提示文 »
'''

この本には、オールブラックスの創設時の話は書かれていなかったが、試合前に行われる「ハカ」については説明があった。

「カ・マテ、カ・マテ! カ・オラ、カ・オラ!」と、ニュージーランドのナショナル・ラグビーチームのオールブラックスが試合前に勇壮な踊りを演じることは有名である。これは通称「カ・マテ・ハカ」と呼ばれるハカの一つである。

カマテハカを含んだマオリの歌や踊りの多くは親族集団の祖先や歴史を表現している。この歌は、首都ウェリントン北方のポリルア周辺を用土としているヌガティ・トアの首長、テ・ラウパラハによって作られたと伝えられている。

カ・マテ・ハカは、テ・ラウパラハが敵に追われた際にサツマイモを貯蔵する穴に隠れて生き延びた時の緊張と、その穴を這い出し陽の光を浴びることができた喜びを歌っているそうだ。

歌詞の意味はこんな感じらしい。

死ぬのか!死ぬのか!
生きるのか!生きるのか!
死ぬのか!死ぬのか!
生きる!生きるぞ!

この毛深い人が
太陽の輝きをもたらした

さあ、登ろう、もう一歩。
登ろう、さらにもう一歩。
太陽は輝いている!

オールブラックスが最初にこのカマテハカを演じたのは、1905−06年のイギリスツアーの試合だと言われ、100年以上もこのハカを踊ってきたことになる。

どうせニュージーランドに行くならラグビーでも見たいものだが、あいにく年末年始はあちらは真夏、シーズンオフなのだ。

でも、この本をパラパラとめくるだけでも知らないことだらけ。

まあ、のんびりとニュージーランドの人たちの暮らしぶりを観察してこようと思う。

'''

提示一覧 »
'''

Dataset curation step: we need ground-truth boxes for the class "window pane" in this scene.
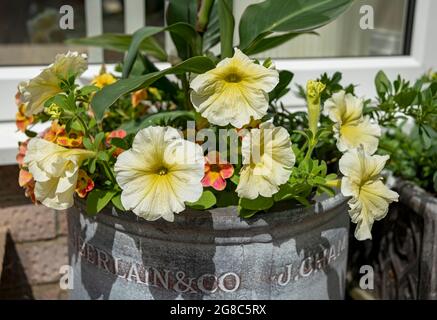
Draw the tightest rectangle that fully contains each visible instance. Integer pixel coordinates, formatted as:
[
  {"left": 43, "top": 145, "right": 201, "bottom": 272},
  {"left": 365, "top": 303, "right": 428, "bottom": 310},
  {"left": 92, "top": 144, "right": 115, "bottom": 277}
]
[
  {"left": 0, "top": 0, "right": 165, "bottom": 66},
  {"left": 234, "top": 0, "right": 412, "bottom": 58}
]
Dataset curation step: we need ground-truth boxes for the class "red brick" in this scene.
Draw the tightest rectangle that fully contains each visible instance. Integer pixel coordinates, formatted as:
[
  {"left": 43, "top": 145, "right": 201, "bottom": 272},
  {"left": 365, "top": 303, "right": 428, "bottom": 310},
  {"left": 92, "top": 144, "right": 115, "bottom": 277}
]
[
  {"left": 0, "top": 204, "right": 56, "bottom": 242},
  {"left": 16, "top": 237, "right": 68, "bottom": 285}
]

'''

作業内容 »
1) ハカについての文章を、一字も変えずに全文もう一度書き出せ。
2) 一覧から、「class」という文字列を含む行をすべて書き写せ。
ハカについての文章と一覧は、互いに何の関係もない。

解答 »
1)
この本には、オールブラックスの創設時の話は書かれていなかったが、試合前に行われる「ハカ」については説明があった。

「カ・マテ、カ・マテ! カ・オラ、カ・オラ!」と、ニュージーランドのナショナル・ラグビーチームのオールブラックスが試合前に勇壮な踊りを演じることは有名である。これは通称「カ・マテ・ハカ」と呼ばれるハカの一つである。

カマテハカを含んだマオリの歌や踊りの多くは親族集団の祖先や歴史を表現している。この歌は、首都ウェリントン北方のポリルア周辺を用土としているヌガティ・トアの首長、テ・ラウパラハによって作られたと伝えられている。

カ・マテ・ハカは、テ・ラウパラハが敵に追われた際にサツマイモを貯蔵する穴に隠れて生き延びた時の緊張と、その穴を這い出し陽の光を浴びることができた喜びを歌っているそうだ。

歌詞の意味はこんな感じらしい。

死ぬのか!死ぬのか!
生きるのか!生きるのか!
死ぬのか!死ぬのか!
生きる!生きるぞ!

この毛深い人が
太陽の輝きをもたらした

さあ、登ろう、もう一歩。
登ろう、さらにもう一歩。
太陽は輝いている!

オールブラックスが最初にこのカマテハカを演じたのは、1905−06年のイギリスツアーの試合だと言われ、100年以上もこのハカを踊ってきたことになる。

どうせニュージーランドに行くならラグビーでも見たいものだが、あいにく年末年始はあちらは真夏、シーズンオフなのだ。

でも、この本をパラパラとめくるだけでも知らないことだらけ。

まあ、のんびりとニュージーランドの人たちの暮らしぶりを観察してこようと思う。

2)
Dataset curation step: we need ground-truth boxes for the class "window pane" in this scene.
Dataset curation step: we need ground-truth boxes for the class "red brick" in this scene.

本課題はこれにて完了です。